PROBLEM TO WORK ON: Reproduce the news excerpt on migrant deaths at the border from "Two other passengers, another" up to and including "for unaccompanied children.", switching each "Guatemala" to "Honduras".

The episode came to light around 9:45 p.m. Central time on Wednesday when Border Patrol agents near Del Rio, Texas, apprehended a man who told them he had been crossing the Rio Grande with his family in an attempt to enter the United States when their raft overturned in the water, spilling its nine passengers into the river. The man said that he saw his 10-month-old child and 7-year-old nephew, as well as another man and that man’s daughter, swept away by the water.

The agents then heard screaming from the river and saw two people struggling in the water close to a raft. The man they had apprehended identified them as his wife and 6-year-old daughter. Agents entered the water and pulled the mother and child ashore, and began searching for the others who had been aboard the raft.

Two other passengers, another man and his 13-year-old son, were later found on the U.S. side of the river. Border Patrol agents found the body of the 10-month-old baby on Thursday, according to a Customs and Border Protection official. Agents were still searching for the three migrants who had not been recovered.

The chaotic episode highlights the rising death toll as migrants from Central America try to cross the border with Mexico. Two detained migrant children from Guatemala died in December while in Border Patrol custody, and a 16-year-old boy from Guatemala died earlier this week in Texas after arriving at a shelter for unaccompanied children.

Most migrant deaths on America’s southwest border occur on land. From October 1997 to September 2018, the Border Patrol recorded 7,505 migrant deaths in its nine sectors, and the vast majority were migrants who died from dehydration and exposure to the elements while hiking through the desert or the brush.

DATA RECORDS:
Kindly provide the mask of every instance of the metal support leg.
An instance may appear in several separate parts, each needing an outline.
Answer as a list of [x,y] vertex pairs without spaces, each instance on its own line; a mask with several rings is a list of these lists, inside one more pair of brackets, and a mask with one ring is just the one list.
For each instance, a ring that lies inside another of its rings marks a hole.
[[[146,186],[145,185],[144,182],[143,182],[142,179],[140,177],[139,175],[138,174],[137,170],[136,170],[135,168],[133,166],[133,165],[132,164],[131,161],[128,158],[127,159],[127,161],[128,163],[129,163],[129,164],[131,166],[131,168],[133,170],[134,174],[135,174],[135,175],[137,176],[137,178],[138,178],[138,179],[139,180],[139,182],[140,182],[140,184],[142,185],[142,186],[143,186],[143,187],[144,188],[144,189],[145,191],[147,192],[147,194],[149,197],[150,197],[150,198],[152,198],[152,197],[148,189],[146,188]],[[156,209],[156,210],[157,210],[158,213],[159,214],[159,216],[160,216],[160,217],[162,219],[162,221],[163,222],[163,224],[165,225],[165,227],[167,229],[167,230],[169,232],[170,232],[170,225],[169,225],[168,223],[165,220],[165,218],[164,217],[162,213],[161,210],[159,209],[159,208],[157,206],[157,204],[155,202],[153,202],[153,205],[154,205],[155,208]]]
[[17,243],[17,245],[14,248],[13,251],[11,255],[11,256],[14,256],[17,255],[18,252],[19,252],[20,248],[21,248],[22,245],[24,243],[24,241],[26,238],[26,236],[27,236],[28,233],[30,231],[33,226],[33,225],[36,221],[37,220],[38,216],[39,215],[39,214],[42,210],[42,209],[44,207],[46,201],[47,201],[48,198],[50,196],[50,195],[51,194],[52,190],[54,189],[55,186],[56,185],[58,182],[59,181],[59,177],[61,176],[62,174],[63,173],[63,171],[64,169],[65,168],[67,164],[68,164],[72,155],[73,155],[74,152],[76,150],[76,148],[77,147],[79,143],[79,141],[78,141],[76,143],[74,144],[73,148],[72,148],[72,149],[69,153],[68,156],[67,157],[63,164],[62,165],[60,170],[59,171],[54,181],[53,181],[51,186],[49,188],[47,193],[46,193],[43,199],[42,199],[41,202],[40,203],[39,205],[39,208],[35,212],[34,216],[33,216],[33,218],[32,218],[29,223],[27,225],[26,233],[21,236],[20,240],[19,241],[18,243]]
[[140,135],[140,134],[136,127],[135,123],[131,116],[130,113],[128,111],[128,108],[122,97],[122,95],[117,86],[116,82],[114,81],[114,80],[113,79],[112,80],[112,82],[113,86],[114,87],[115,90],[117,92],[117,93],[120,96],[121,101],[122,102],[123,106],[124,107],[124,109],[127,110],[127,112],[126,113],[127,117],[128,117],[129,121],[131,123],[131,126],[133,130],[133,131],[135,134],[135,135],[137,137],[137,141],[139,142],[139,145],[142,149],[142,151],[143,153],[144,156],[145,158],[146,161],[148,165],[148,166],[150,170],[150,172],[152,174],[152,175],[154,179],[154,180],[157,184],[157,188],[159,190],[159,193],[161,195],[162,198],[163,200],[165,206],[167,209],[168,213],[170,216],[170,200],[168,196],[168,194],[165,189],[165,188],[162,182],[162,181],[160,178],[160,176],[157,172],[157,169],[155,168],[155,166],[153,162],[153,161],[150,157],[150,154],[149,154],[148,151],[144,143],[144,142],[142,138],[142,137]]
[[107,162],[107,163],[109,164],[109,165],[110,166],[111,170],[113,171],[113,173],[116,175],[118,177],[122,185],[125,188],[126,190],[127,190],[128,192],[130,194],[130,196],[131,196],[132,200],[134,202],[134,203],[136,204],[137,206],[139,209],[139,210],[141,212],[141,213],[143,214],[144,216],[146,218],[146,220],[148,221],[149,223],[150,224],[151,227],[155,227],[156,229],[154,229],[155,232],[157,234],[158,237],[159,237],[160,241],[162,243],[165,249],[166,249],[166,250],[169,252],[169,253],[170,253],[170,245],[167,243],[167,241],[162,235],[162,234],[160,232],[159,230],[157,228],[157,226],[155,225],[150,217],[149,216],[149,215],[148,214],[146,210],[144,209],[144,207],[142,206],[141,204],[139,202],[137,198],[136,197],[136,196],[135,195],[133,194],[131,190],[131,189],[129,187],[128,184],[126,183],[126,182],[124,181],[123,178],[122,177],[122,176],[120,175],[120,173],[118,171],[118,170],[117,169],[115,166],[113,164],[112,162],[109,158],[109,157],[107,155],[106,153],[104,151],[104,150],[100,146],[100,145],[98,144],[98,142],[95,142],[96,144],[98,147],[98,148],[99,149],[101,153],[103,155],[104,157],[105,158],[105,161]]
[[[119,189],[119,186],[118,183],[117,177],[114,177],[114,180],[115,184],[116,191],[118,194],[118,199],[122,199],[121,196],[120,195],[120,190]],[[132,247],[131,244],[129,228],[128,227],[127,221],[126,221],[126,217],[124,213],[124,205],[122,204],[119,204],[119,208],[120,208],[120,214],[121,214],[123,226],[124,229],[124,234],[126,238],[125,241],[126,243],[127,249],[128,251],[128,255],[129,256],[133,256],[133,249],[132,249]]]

OUTPUT:
Two other passengers, another man and his 13-year-old son, were later found on the U.S. side of the river. Border Patrol agents found the body of the 10-month-old baby on Thursday, according to a Customs and Border Protection official. Agents were still searching for the three migrants who had not been recovered.

The chaotic episode highlights the rising death toll as migrants from Central America try to cross the border with Mexico. Two detained migrant children from Honduras died in December while in Border Patrol custody, and a 16-year-old boy from Honduras died earlier this week in Texas after arriving at a shelter for unaccompanied children.